- [Actions to take]
1. Print, word for word, the part of the Madras High Court order that opens with the words containing "3.Learned counsel for" and closes with "this revision petition.".
2. Write the rest of the Madras High Court order, starting right after its last line.

- [Page excerpt]
☆ ☆ ☆ ☆ ☆

Full Judgment
IN THE HIGH COURT OF JUDICATURE AT MADRAS DATED : 27.06.2014 CORAM : THE HONOURABLE Ms.JUSTICE R.MALA C.R.P.(PD) No.2140 of 2014 and M.P.No.1 of 2014 Muthukumar ..Petitioner versus Viswanathan ..Respondent Prayer:- Civil Revision Petition is filed under Article 227 of Constitution of India, against the fair and decreetal order dated 05.08.2013 in I.A.No.490 of 2013 in O.S.No.1 of 2011 on the file of the Principal District Munsif Court, Virudhachalam.
For Petitioners : Mr.A.S.Narasimhan ORDER
The Civil Revision Petition is filed against the fair and decreetal order dated 05.08.2013 in I.A.No.490 of 2013 in O.S.No.1 of 2011 on the file of the Principal District Munsif Court, Virudhachalam.
2.The respondent herein as a plaintiff filed a suit for declaration of title and also injunction restraining the defendant to interfere with the possession and alienate the suit property and also for other reliefs.
The revision petitioner/defendant has filed a written statement and contested the suit.
After framing of issues and when P.W.1 was in witness box, through him Ex.A4 Photostat copy of the partition deed, which is between Subramaniam Pillai and his brotheRs.dated 23.04.1966 was marked.
Even though the defendant raised objection, Ex.A4 was marked.
So the defendant/revision petitioner has come forward with the application in I.A.No.490 of 2013 for eschewing Ex.A4.
The trial Court, after hearing both sides, dismissed the application, against which, the present revision petition is preferred by the defendant/revision petitioner.
3.Learned counsel for the revision petitioner submitted that the Ex.A4/Photostat copy of the partition deed is inadmissible in evidence and hence, he prayed for allowing of this revision petition.
To substantiate his arguments, he relied upon the following judgments: (i) The Division Bench judgment of this Court reported in 2009 (4) CTC842(Shanthi Kawarbai and others v.

☆ ☆ ☆ ☆ ☆

- [Data block]
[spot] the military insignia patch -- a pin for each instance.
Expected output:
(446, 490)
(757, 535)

☆ ☆ ☆ ☆ ☆

- [Written responses]
1.
3.Learned counsel for the revision petitioner submitted that the Ex.A4/Photostat copy of the partition deed is inadmissible in evidence and hence, he prayed for allowing of this revision petition.

2.
Sushila).(ii) (2009) 6 SCC681(Ram Suresh Singh v.
Prabhat Singh alias Chhotu Singh and another).4.At the time of admission, argument of the learned counsel for the petitioner is heard in length.
5.On perusal of the typed set of papeRs.it reveals that the respondent herein as a plaintiff filed a suit for declaration of title and also for injunction restraining the defendant to interfere with the possession and encumber the property.
Originally, the suit properties belong to his maternal grand mother namely, Sivaparvathi Achi, who got the same by way of settlement.
After her death, her legal heirs partitioned the property as per the Partition deed dated 23.04.1966, in which, D schedule property is allotted to the father of the plaintiff namely, Ranganathan Pillai.
D schedule property consists of Items Nos.1 to 3 of the suit properties and fourth item of the suit property has been purchased by Ranganathan Pillai, who executed settlement deed in favour of her son/plaintiff on 09.09.2004.
On that basis, the plaintiff is in possession and enjoyment of the same.
Since the defendant attempted to deny his title and interfere with the possession of the plaintiff, he filed suit for the above said reliefs.
6.The defendant/revision petitioner, in the written statement, disputed only the settlement deed dated 09.09.2004 stating that subsequently the settlement deed gets cancelled and hence, the plaintiff should not claim title over the suit property.
But thereafter, the defendant has come forward with the application in I.A.No.490 of 2013 disputing the registered partition deed dated 23.04.1966 executed between Subramaniam pillai and his brothers and one of the brothers is the said Ranganathan Pillai.
In the written statement, the defendant has not stated anything about this aspect.
7.Now this Court has to decide whether Ex.A4 Photostat copy of the partition deed has to be eschewed?.
Before that this Court has to consider the decisions relied upon by the learned counsel for the revision petitioner: (i) In the Division Bench judgment of this Court reported in 2009 (4) CTC842(Shanthi Kawarbai and others v.
Sushila).in para-25, it was held as follows: 25.Apart from the above, before the trial Court, the plaintiff has relied upon Ex.P10, letter, and also Ex.P11, letter, alleged to have been written by the plaintiff to the defendant on 6.10.1988.
Now these two letters were relied upon by the learned trial Judge to hold that the plaintiff has all along been ready and willing to perform her part of the contract, and the defendants were not cooperating, and therefore it was a fit case for granting the relief of specific performance.
This Court is at a loss to understand how these documents were relied upon by the trial Court.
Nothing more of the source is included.